- [Task objective] Report every line below that contains the string "patterned". Case counts.

- [Record set]
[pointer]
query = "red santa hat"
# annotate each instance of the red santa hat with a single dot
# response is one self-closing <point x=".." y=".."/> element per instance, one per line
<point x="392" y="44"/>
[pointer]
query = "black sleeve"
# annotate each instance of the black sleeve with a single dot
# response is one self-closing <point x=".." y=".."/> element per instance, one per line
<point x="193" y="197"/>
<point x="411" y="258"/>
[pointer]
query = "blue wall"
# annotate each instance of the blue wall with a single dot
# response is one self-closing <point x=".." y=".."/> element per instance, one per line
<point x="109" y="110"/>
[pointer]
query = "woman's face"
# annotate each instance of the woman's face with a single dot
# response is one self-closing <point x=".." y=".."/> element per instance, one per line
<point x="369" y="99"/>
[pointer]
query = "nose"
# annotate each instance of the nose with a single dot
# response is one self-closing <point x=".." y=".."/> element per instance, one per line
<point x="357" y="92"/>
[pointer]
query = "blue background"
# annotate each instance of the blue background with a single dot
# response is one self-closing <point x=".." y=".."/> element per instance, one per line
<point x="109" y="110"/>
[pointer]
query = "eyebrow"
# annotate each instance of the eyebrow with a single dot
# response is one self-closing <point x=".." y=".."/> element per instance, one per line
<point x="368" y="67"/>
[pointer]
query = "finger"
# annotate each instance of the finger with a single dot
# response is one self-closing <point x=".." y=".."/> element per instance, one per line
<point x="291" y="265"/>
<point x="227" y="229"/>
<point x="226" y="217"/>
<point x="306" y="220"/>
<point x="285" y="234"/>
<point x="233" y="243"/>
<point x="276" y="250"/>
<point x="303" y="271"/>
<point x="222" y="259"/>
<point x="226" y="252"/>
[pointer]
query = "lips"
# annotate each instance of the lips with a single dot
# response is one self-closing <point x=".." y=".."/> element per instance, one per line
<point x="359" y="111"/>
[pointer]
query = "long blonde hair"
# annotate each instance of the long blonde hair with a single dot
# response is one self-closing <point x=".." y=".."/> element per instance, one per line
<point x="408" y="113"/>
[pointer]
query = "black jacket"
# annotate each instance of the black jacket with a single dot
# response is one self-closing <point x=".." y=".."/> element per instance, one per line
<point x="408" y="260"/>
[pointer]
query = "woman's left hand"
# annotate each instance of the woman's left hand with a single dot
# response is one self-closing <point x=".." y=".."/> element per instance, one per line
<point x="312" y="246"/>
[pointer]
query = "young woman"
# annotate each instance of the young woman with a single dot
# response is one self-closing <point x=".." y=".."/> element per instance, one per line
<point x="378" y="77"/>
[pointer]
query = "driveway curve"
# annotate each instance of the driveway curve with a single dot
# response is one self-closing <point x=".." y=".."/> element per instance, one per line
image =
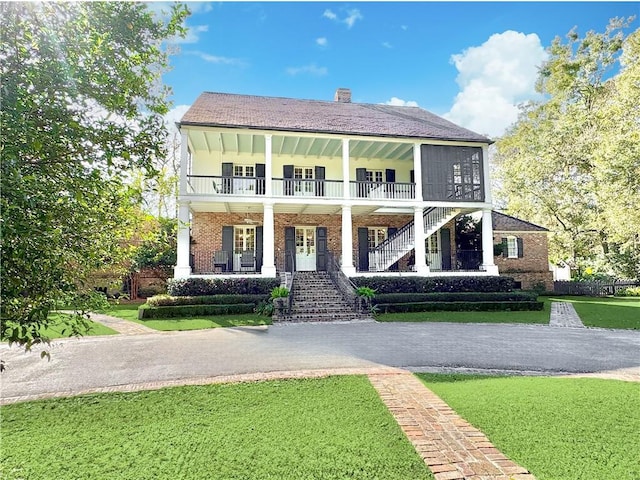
<point x="94" y="363"/>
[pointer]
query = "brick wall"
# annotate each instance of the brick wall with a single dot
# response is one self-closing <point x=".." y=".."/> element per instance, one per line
<point x="533" y="267"/>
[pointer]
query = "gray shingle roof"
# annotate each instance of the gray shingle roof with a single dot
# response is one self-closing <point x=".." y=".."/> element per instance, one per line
<point x="506" y="223"/>
<point x="288" y="114"/>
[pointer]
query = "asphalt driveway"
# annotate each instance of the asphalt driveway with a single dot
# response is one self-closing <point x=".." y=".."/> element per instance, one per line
<point x="94" y="362"/>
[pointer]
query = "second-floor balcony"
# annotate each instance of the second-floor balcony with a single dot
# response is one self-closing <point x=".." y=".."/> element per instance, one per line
<point x="225" y="187"/>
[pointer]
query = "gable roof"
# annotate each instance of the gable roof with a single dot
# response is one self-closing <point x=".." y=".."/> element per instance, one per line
<point x="288" y="114"/>
<point x="506" y="223"/>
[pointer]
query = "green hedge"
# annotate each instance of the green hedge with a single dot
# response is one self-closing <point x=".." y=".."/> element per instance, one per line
<point x="517" y="296"/>
<point x="435" y="284"/>
<point x="458" y="307"/>
<point x="197" y="287"/>
<point x="168" y="301"/>
<point x="147" y="312"/>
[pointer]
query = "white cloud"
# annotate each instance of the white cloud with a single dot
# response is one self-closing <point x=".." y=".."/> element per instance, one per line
<point x="494" y="78"/>
<point x="350" y="19"/>
<point x="329" y="14"/>
<point x="398" y="102"/>
<point x="207" y="57"/>
<point x="311" y="69"/>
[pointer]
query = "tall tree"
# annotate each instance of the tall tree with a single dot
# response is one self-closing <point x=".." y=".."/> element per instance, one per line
<point x="562" y="162"/>
<point x="82" y="104"/>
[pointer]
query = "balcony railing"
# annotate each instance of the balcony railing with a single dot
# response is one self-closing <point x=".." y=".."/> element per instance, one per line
<point x="293" y="187"/>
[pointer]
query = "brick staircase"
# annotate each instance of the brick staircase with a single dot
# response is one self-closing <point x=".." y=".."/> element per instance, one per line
<point x="316" y="299"/>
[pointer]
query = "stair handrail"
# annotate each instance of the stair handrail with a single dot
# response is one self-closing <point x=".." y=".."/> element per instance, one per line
<point x="343" y="283"/>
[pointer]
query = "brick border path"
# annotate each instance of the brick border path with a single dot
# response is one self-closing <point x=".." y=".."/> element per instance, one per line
<point x="449" y="445"/>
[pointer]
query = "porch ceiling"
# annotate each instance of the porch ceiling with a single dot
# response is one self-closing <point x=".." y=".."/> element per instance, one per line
<point x="303" y="145"/>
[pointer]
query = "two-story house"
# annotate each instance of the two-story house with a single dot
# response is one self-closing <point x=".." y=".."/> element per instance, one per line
<point x="272" y="184"/>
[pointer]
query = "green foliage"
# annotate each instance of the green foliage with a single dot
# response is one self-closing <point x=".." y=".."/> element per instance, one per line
<point x="365" y="292"/>
<point x="514" y="306"/>
<point x="81" y="105"/>
<point x="279" y="292"/>
<point x="221" y="286"/>
<point x="146" y="311"/>
<point x="558" y="428"/>
<point x="331" y="429"/>
<point x="169" y="301"/>
<point x="516" y="296"/>
<point x="628" y="292"/>
<point x="571" y="161"/>
<point x="384" y="285"/>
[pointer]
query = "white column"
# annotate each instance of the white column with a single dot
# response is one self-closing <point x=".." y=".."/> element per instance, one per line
<point x="268" y="169"/>
<point x="184" y="161"/>
<point x="420" y="248"/>
<point x="268" y="242"/>
<point x="345" y="172"/>
<point x="417" y="170"/>
<point x="347" y="242"/>
<point x="182" y="268"/>
<point x="487" y="243"/>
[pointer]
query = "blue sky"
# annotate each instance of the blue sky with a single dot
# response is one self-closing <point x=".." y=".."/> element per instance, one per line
<point x="471" y="62"/>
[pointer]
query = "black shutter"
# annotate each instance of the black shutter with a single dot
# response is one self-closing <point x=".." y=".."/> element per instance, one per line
<point x="289" y="249"/>
<point x="227" y="178"/>
<point x="227" y="245"/>
<point x="363" y="249"/>
<point x="445" y="248"/>
<point x="391" y="231"/>
<point x="287" y="173"/>
<point x="319" y="173"/>
<point x="259" y="244"/>
<point x="361" y="178"/>
<point x="321" y="249"/>
<point x="260" y="174"/>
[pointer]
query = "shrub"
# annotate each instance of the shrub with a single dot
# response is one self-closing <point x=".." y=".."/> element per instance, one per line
<point x="517" y="296"/>
<point x="458" y="306"/>
<point x="384" y="285"/>
<point x="169" y="301"/>
<point x="148" y="312"/>
<point x="193" y="287"/>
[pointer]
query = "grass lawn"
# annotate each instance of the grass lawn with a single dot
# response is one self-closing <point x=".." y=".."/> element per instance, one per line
<point x="333" y="428"/>
<point x="606" y="312"/>
<point x="558" y="428"/>
<point x="129" y="311"/>
<point x="541" y="316"/>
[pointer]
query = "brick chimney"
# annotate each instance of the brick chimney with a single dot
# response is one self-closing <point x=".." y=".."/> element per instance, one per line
<point x="343" y="95"/>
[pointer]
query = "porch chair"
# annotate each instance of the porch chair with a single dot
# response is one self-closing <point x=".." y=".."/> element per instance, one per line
<point x="247" y="260"/>
<point x="220" y="260"/>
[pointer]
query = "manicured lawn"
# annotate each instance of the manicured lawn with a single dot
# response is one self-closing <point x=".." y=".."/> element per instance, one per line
<point x="558" y="428"/>
<point x="333" y="428"/>
<point x="606" y="312"/>
<point x="129" y="311"/>
<point x="541" y="316"/>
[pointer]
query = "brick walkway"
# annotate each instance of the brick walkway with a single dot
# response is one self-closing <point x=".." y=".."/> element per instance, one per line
<point x="450" y="446"/>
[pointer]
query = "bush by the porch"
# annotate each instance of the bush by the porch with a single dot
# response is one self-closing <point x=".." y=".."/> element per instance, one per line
<point x="221" y="286"/>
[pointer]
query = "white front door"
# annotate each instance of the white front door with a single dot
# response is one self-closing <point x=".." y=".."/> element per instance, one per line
<point x="244" y="239"/>
<point x="305" y="249"/>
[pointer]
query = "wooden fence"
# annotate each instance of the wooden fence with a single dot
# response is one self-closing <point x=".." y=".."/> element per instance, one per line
<point x="594" y="289"/>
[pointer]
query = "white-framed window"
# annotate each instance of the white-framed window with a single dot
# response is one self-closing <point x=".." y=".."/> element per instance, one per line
<point x="375" y="236"/>
<point x="374" y="176"/>
<point x="512" y="247"/>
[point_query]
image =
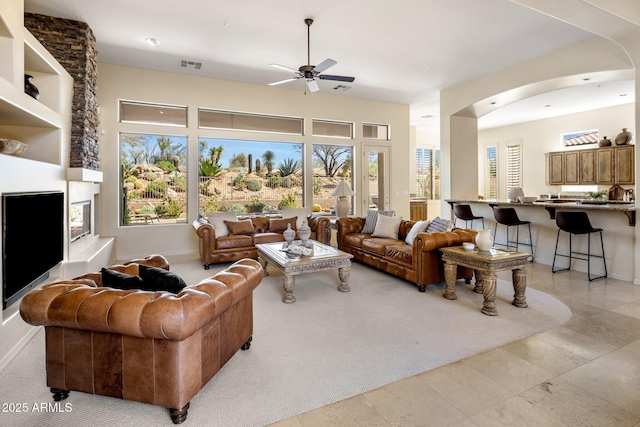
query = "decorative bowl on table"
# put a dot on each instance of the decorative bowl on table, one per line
(527, 199)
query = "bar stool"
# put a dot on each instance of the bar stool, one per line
(464, 213)
(509, 218)
(578, 223)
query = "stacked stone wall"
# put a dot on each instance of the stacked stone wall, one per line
(73, 45)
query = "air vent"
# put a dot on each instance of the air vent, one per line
(186, 64)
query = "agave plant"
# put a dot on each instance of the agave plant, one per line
(289, 166)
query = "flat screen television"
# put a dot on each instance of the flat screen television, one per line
(32, 241)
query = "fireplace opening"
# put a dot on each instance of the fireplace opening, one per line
(80, 219)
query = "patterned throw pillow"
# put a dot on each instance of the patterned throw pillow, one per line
(439, 225)
(372, 219)
(387, 226)
(418, 227)
(240, 227)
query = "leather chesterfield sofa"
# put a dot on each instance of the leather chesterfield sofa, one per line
(151, 347)
(215, 250)
(420, 263)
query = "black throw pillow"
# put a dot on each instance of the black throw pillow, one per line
(158, 279)
(115, 279)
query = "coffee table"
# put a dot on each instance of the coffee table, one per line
(486, 264)
(324, 257)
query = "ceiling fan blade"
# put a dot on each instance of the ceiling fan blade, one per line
(312, 85)
(284, 81)
(336, 78)
(327, 63)
(282, 67)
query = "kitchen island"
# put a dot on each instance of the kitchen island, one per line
(617, 219)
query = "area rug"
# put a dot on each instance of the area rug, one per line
(325, 347)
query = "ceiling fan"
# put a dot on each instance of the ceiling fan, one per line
(311, 72)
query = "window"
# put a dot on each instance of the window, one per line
(331, 164)
(372, 131)
(491, 172)
(428, 173)
(514, 169)
(153, 178)
(247, 176)
(155, 114)
(332, 128)
(218, 119)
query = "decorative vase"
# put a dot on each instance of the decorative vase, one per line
(29, 88)
(623, 137)
(605, 142)
(484, 240)
(304, 232)
(289, 235)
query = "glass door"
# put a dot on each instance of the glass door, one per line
(376, 178)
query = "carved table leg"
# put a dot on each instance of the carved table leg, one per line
(179, 415)
(489, 292)
(247, 345)
(59, 394)
(519, 277)
(478, 275)
(450, 270)
(263, 263)
(343, 273)
(288, 282)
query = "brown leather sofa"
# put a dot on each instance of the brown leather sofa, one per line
(232, 248)
(421, 263)
(151, 347)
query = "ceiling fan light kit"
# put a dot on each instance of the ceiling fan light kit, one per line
(311, 72)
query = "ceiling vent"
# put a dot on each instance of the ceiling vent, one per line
(186, 64)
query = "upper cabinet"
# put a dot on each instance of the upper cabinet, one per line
(44, 124)
(601, 166)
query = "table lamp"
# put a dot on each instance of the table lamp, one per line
(343, 192)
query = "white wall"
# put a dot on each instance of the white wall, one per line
(117, 82)
(542, 136)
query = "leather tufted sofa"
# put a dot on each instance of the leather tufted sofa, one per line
(151, 347)
(421, 263)
(231, 248)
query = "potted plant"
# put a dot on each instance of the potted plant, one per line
(256, 206)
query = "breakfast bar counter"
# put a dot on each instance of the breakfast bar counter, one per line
(616, 218)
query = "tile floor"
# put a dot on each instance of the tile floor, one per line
(583, 373)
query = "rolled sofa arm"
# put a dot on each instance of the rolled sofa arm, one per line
(80, 304)
(434, 241)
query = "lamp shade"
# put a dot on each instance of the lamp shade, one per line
(343, 190)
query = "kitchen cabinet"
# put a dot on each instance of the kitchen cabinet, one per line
(588, 167)
(604, 161)
(556, 176)
(572, 168)
(624, 165)
(597, 166)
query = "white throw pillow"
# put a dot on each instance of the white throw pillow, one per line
(440, 225)
(387, 226)
(371, 219)
(301, 213)
(217, 219)
(418, 227)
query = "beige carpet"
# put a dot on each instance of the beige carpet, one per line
(325, 347)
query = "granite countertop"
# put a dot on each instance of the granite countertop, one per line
(609, 205)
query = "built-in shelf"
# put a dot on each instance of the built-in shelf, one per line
(84, 175)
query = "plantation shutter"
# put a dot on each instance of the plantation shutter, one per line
(490, 173)
(513, 166)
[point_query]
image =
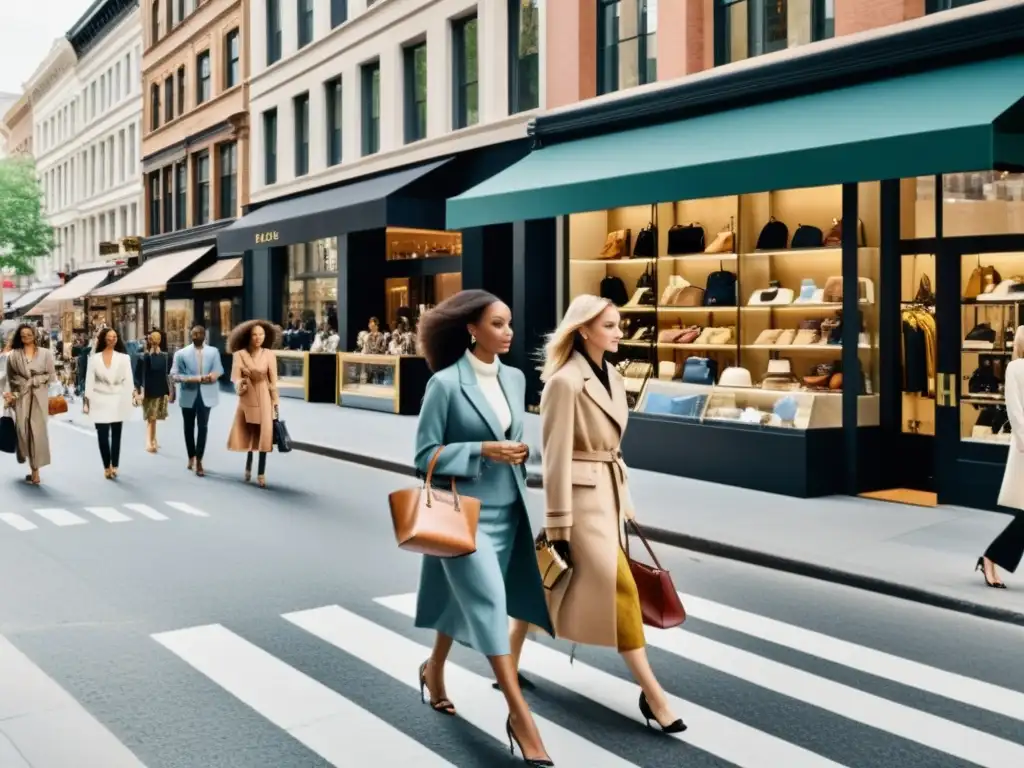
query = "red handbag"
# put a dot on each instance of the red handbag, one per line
(659, 603)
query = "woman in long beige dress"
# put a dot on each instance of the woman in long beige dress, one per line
(30, 371)
(254, 373)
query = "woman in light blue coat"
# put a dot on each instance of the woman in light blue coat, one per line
(474, 408)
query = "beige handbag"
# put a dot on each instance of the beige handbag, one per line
(434, 522)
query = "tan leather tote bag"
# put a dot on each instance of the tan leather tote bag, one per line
(435, 522)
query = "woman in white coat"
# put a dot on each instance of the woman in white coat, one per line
(1008, 548)
(109, 389)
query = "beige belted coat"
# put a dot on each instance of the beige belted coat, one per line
(587, 496)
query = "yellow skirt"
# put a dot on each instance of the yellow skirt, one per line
(629, 620)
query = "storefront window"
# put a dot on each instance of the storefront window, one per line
(751, 28)
(177, 323)
(737, 318)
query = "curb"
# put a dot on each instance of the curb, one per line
(730, 551)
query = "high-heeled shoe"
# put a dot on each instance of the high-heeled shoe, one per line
(678, 726)
(443, 706)
(994, 585)
(513, 737)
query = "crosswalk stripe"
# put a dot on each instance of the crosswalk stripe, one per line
(925, 728)
(731, 740)
(187, 509)
(60, 517)
(16, 521)
(399, 657)
(146, 511)
(338, 730)
(950, 685)
(109, 514)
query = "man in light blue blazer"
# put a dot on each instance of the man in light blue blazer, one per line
(197, 369)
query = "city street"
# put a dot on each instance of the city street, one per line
(200, 623)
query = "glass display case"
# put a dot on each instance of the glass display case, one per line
(293, 376)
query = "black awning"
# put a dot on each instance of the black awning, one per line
(372, 204)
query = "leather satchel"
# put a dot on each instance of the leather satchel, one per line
(659, 603)
(431, 521)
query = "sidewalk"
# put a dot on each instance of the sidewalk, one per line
(915, 553)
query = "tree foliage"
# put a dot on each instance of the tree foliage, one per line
(25, 236)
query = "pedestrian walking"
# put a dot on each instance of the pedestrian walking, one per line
(30, 371)
(1008, 548)
(254, 373)
(110, 388)
(584, 413)
(473, 412)
(153, 381)
(196, 369)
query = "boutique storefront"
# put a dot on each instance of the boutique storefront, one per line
(818, 288)
(348, 270)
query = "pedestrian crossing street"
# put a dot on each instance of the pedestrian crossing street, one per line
(343, 733)
(44, 517)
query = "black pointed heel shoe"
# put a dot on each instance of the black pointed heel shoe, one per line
(994, 585)
(676, 727)
(513, 737)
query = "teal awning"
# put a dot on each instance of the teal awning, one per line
(945, 121)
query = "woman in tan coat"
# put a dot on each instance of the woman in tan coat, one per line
(30, 371)
(254, 373)
(583, 418)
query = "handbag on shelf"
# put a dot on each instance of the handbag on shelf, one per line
(281, 436)
(552, 565)
(659, 603)
(431, 521)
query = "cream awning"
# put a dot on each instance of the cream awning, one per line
(76, 289)
(154, 274)
(223, 273)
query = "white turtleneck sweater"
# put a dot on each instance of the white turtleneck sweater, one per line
(486, 379)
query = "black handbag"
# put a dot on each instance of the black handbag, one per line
(281, 437)
(8, 435)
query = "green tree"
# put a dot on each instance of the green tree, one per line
(25, 236)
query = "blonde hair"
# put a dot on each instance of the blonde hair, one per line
(561, 341)
(1018, 343)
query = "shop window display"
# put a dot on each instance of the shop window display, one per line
(732, 306)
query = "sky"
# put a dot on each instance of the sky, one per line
(28, 29)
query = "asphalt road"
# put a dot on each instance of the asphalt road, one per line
(208, 624)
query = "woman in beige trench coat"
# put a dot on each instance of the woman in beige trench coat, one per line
(30, 371)
(254, 373)
(583, 416)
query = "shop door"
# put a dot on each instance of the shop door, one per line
(976, 322)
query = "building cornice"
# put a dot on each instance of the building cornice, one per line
(987, 30)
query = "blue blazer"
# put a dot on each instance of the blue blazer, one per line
(186, 365)
(456, 414)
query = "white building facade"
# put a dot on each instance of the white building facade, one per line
(345, 88)
(87, 110)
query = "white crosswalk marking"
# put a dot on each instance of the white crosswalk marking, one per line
(109, 514)
(187, 509)
(478, 704)
(146, 511)
(326, 722)
(942, 683)
(707, 730)
(16, 521)
(60, 517)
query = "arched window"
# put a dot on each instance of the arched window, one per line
(750, 28)
(627, 50)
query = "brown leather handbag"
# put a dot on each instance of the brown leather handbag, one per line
(659, 603)
(435, 522)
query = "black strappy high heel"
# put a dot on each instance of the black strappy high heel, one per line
(443, 706)
(513, 737)
(994, 585)
(676, 727)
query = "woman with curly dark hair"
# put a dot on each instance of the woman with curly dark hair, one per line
(254, 373)
(471, 423)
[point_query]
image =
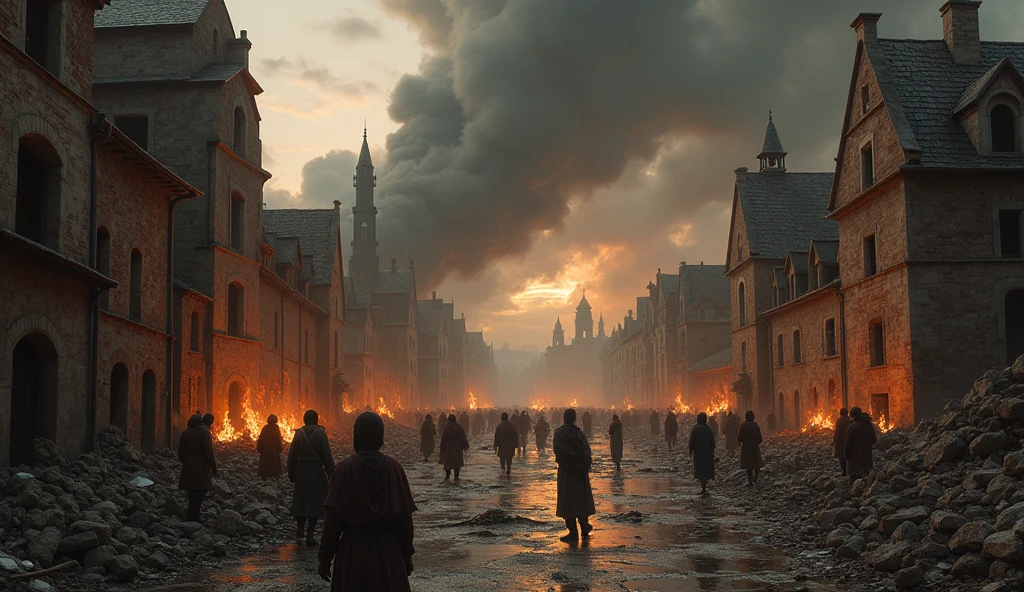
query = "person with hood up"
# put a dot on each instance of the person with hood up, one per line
(368, 521)
(198, 465)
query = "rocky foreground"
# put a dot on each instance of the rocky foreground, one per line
(115, 516)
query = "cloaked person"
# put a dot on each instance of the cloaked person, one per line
(576, 498)
(368, 522)
(309, 465)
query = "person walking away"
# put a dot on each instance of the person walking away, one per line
(671, 429)
(731, 432)
(309, 465)
(427, 433)
(368, 518)
(541, 430)
(702, 451)
(839, 438)
(269, 446)
(506, 442)
(198, 465)
(576, 498)
(749, 437)
(454, 443)
(615, 439)
(860, 437)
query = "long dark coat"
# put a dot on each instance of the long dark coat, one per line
(702, 451)
(749, 436)
(454, 441)
(196, 454)
(576, 498)
(859, 439)
(427, 433)
(309, 463)
(269, 446)
(615, 438)
(839, 437)
(731, 431)
(506, 439)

- [Written solution]
query = "patterned throw pillow"
# put a dot on each instance of the patterned throw pillow, one per line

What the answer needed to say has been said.